_WORK TO COMPLETE_
Retype everything in the listing, leaving each line exactly as it is.

━━━━

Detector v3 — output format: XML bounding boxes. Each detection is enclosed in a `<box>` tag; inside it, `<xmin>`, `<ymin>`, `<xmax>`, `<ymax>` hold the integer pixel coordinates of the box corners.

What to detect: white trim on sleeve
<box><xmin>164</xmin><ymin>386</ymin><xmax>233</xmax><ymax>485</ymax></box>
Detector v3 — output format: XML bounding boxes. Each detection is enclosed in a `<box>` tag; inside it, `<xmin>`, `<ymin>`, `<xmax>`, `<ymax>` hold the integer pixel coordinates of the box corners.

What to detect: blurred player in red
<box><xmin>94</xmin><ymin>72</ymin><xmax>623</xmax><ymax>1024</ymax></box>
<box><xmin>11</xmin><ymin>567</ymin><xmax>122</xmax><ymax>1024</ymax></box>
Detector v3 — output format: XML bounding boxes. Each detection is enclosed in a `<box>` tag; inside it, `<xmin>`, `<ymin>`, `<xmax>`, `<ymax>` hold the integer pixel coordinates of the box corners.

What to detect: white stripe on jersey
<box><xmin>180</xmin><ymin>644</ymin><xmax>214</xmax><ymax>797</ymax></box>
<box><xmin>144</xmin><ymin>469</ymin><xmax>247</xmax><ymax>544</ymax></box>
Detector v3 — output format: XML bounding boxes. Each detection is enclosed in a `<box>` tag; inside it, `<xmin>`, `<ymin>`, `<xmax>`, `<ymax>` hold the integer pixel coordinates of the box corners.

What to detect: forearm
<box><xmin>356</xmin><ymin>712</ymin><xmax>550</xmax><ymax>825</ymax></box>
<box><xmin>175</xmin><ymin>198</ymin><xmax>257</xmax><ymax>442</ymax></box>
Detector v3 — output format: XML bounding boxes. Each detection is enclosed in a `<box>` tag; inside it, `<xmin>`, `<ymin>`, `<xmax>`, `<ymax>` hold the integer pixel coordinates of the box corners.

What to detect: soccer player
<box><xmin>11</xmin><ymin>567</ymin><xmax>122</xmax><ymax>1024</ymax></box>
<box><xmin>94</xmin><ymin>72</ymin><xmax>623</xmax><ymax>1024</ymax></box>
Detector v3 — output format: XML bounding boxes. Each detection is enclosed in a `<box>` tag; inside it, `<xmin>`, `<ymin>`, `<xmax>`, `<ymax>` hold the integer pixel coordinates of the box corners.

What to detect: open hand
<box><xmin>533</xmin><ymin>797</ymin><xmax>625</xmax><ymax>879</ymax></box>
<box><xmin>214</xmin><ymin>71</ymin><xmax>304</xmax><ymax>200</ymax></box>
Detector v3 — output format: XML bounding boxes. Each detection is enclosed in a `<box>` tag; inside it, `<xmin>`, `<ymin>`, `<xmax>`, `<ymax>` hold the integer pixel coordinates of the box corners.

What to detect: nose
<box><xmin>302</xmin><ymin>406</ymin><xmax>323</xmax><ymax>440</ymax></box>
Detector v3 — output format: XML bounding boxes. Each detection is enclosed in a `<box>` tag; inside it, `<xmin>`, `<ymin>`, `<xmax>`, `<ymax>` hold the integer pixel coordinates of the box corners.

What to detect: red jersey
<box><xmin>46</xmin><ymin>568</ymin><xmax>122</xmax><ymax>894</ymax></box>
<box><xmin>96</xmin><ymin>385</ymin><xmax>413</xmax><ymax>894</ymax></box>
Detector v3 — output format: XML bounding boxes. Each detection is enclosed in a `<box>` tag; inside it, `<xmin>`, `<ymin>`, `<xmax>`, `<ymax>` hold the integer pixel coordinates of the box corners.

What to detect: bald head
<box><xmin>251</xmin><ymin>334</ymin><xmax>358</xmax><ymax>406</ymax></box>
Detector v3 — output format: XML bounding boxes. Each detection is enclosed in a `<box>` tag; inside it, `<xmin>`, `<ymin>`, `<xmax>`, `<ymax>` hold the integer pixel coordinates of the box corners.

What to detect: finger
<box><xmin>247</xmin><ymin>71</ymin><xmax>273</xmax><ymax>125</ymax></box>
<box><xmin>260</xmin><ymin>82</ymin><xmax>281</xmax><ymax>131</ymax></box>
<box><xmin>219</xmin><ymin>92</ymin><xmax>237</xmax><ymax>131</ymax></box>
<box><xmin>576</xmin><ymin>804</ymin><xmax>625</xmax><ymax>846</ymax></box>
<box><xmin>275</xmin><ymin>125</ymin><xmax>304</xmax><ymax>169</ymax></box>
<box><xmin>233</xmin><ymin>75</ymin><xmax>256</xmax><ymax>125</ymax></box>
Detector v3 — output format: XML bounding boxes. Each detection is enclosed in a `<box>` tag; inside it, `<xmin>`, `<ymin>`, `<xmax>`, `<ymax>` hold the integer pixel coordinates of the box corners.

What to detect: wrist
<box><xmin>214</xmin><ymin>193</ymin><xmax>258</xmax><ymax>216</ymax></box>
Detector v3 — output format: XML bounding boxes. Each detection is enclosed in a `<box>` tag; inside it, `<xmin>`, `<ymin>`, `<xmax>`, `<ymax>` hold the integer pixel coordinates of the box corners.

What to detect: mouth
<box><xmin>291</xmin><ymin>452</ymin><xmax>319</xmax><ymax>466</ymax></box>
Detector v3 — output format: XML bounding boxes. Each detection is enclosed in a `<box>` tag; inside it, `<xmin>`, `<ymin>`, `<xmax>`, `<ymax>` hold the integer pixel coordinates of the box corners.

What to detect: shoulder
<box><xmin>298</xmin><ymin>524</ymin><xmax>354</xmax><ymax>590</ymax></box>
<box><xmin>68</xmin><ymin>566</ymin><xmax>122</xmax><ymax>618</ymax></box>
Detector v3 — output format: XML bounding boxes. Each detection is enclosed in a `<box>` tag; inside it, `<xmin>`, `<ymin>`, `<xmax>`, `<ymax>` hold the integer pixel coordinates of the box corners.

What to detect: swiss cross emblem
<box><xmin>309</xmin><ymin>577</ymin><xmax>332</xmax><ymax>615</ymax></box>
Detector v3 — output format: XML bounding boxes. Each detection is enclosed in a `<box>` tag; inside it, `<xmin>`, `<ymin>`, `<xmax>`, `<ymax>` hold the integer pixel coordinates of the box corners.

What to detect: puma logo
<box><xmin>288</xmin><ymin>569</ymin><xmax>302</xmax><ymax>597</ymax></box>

━━━━

_WORKED SOLUTION_
Detector v3 — output format: XML bounding boxes. Each detection is enclosed in a `<box>` tag; inside it, `<xmin>`, `<ymin>`, `<xmax>`, `<ymax>` hold the integer pixel coordinates of the box corners.

What to detect: white trim on sleeve
<box><xmin>164</xmin><ymin>386</ymin><xmax>233</xmax><ymax>485</ymax></box>
Detector v3 — output format: XML bounding boxes. Each detection is enclosed in a `<box>` tag; inside it, `<xmin>`, `<ymin>`, `<xmax>`, `<ymax>` hold the integer pixel coordinates of the box corners.

What to detect: blurred player in red
<box><xmin>94</xmin><ymin>72</ymin><xmax>623</xmax><ymax>1024</ymax></box>
<box><xmin>11</xmin><ymin>567</ymin><xmax>122</xmax><ymax>1024</ymax></box>
Detector v3 — output format: XML bounding boxes. Each detection is enclosed in a `<box>` tag; inside it, `<xmin>`, `<ymin>`, `<xmax>`, `<ymax>` hold the integer pixel coordinates of the box corners.

What to detect: white stripe on jersey
<box><xmin>180</xmin><ymin>644</ymin><xmax>214</xmax><ymax>797</ymax></box>
<box><xmin>144</xmin><ymin>469</ymin><xmax>247</xmax><ymax>544</ymax></box>
Detector v3 — output format: XML bounding boxes. Each detection is enclosed in a `<box>` tag; inside it, `<xmin>`, `<ymin>`, `<xmax>`, `<ymax>` hold the integer pixel coordinates of the box corners.

What to detect: forearm
<box><xmin>356</xmin><ymin>712</ymin><xmax>550</xmax><ymax>825</ymax></box>
<box><xmin>175</xmin><ymin>198</ymin><xmax>257</xmax><ymax>442</ymax></box>
Detector v3 — output format: XML bounding boxes. Each detection is enclosed in a `<box>` tag; inside it, `<xmin>`, `<ymin>`, `<xmax>`, `<ymax>` hold the integer pixel coordinates of the box corners.

What to detect: soccer player
<box><xmin>11</xmin><ymin>567</ymin><xmax>122</xmax><ymax>1024</ymax></box>
<box><xmin>94</xmin><ymin>72</ymin><xmax>623</xmax><ymax>1024</ymax></box>
Detector v3 — output format: XML bounding boxes. Each detection is enclosed in a `<box>` tag; inside it, `<xmin>`, `<ymin>`, `<xmax>`, `<ymax>` hold the integer pixel coordinates of the box corners.

What to detect: open hand
<box><xmin>533</xmin><ymin>797</ymin><xmax>625</xmax><ymax>879</ymax></box>
<box><xmin>214</xmin><ymin>71</ymin><xmax>304</xmax><ymax>200</ymax></box>
Detector v3 — output format: XML bounding boxes. Each detection is enclosed in a `<box>` tag; inside it, `<xmin>`, `<ymin>`, `<xmax>`, `<ymax>` hold the integer pixel coordinates of the box corners.

What to detect: nose
<box><xmin>302</xmin><ymin>406</ymin><xmax>323</xmax><ymax>440</ymax></box>
Detector v3 — output format: XML bounding boxes. Each detection is enclosed in a `<box>` tag; inside it, `<xmin>`, `<ymin>`, `<xmax>`, `<ymax>` hold the integer pixel coordinates of the box corners.

What to detect: red jersey
<box><xmin>46</xmin><ymin>568</ymin><xmax>122</xmax><ymax>894</ymax></box>
<box><xmin>96</xmin><ymin>385</ymin><xmax>413</xmax><ymax>894</ymax></box>
Detector v3 — output format: XML bounding boxes. Each detection is enclosed in a `<box>` tag; inside it, `<xmin>`, `<ymin>`, `<xmax>`, `<ymax>` hold the integer pixel coordinates of the box corners.

What to detect: bald head
<box><xmin>251</xmin><ymin>334</ymin><xmax>358</xmax><ymax>406</ymax></box>
Detector v3 — output format: XML bounding boxes. Each detection is enclosed in a `<box>` tag; inside it, `<xmin>`, `<ymin>`, `<xmax>`, `<ymax>` hold the integer pixel coordinates of the box corners.

What to detect: finger
<box><xmin>247</xmin><ymin>71</ymin><xmax>273</xmax><ymax>125</ymax></box>
<box><xmin>260</xmin><ymin>82</ymin><xmax>281</xmax><ymax>131</ymax></box>
<box><xmin>219</xmin><ymin>92</ymin><xmax>237</xmax><ymax>131</ymax></box>
<box><xmin>576</xmin><ymin>804</ymin><xmax>625</xmax><ymax>846</ymax></box>
<box><xmin>275</xmin><ymin>125</ymin><xmax>304</xmax><ymax>169</ymax></box>
<box><xmin>233</xmin><ymin>75</ymin><xmax>256</xmax><ymax>125</ymax></box>
Detector v3 — output format: XML bounding boxes. Each detection is enclosed in a `<box>` tag; inside it, `<xmin>`, `<ymin>`, `<xmax>`, `<ymax>` hold the integer pixel coordinates of the box corners.

What to detect: wrist
<box><xmin>214</xmin><ymin>193</ymin><xmax>258</xmax><ymax>216</ymax></box>
Detector v3 — output format: XML bounding boxes. Each detection is enclosed in a `<box>` tag; inside it, `<xmin>`, `<ymin>`, `<xmax>`, `<ymax>` hold the integer pixel coordinates of the box corners.

What to detect: mouth
<box><xmin>291</xmin><ymin>452</ymin><xmax>319</xmax><ymax>466</ymax></box>
Detector v3 — output format: XML bounding boxes. Each detection is enclosed in a `<box>` tag; inside it, `<xmin>`, `<ymin>`, `<xmax>`, `<ymax>` hold the integer pixel coordinates of the box corners.

What to detect: shoulder
<box><xmin>298</xmin><ymin>524</ymin><xmax>354</xmax><ymax>590</ymax></box>
<box><xmin>68</xmin><ymin>566</ymin><xmax>122</xmax><ymax>618</ymax></box>
Detector v3 — output format: XML bounding boxes. Each detection is enclosed in a `<box>` tag; inside it, `<xmin>`, `<ymin>`, `<xmax>`, `<ymax>` hold the integer pixel coordinates of the box corners.

What to detect: swiss cross emblem
<box><xmin>309</xmin><ymin>577</ymin><xmax>332</xmax><ymax>615</ymax></box>
Detector v3 — output format: XML bounding boxes. Each detection is enclosed in a `<box>` tag; inside it, `<xmin>`, `<ymin>`, `<xmax>`, `<ymax>` hold the integer pixel coordinates of the box corners.

What to detect: puma logo
<box><xmin>288</xmin><ymin>569</ymin><xmax>302</xmax><ymax>597</ymax></box>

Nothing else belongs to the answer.